SET TASK
Find each line in the records below that contains the word "cloud", and copy those lines.

──────── DATA PROVIDED

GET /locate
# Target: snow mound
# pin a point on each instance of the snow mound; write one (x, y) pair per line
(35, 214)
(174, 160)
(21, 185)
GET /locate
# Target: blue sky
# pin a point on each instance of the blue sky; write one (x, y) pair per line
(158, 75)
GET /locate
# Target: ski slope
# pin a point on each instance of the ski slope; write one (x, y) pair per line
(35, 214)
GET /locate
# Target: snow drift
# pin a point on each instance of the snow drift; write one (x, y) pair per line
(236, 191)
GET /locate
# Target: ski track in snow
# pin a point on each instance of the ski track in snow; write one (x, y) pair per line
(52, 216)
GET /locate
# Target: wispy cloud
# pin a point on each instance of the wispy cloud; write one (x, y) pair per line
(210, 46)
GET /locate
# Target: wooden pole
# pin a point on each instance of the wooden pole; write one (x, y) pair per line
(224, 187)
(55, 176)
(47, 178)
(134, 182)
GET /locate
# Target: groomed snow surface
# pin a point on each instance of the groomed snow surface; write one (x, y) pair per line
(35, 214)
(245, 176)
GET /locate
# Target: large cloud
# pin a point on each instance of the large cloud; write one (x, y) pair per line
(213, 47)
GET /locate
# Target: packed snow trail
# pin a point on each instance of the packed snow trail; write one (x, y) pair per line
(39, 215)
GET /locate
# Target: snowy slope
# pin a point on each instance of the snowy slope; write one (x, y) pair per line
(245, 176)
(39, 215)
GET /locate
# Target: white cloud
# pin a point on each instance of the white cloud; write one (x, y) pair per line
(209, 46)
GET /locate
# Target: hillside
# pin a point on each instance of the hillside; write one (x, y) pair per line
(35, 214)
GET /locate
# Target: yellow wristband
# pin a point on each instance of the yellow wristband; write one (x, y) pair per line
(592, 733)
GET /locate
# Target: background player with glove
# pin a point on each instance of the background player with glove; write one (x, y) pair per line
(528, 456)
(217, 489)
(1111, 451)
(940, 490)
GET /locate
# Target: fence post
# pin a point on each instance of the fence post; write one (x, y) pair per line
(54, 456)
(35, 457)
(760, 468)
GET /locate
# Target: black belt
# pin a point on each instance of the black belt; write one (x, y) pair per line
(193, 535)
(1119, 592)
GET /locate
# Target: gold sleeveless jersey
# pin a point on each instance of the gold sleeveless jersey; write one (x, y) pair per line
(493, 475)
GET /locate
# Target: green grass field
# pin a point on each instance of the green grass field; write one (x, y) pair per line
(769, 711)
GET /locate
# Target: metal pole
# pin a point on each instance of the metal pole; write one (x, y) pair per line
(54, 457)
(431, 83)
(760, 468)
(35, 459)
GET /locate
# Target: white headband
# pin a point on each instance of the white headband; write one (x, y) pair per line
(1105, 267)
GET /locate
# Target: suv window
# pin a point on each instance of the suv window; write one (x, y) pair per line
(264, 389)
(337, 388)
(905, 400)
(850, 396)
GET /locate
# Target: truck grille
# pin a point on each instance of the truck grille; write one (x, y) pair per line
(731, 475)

────────────────

WRITTEN ANSWER
# Target: wispy cloud
# pin a point on each instance of the wispy cloud; write one (x, y) pair per line
# Target: large cloud
# pin a point on each instance of the large cloud; write one (x, y) pair per line
# Target: white cloud
# pin a point on each instance of the white cloud; write one (x, y) pair per line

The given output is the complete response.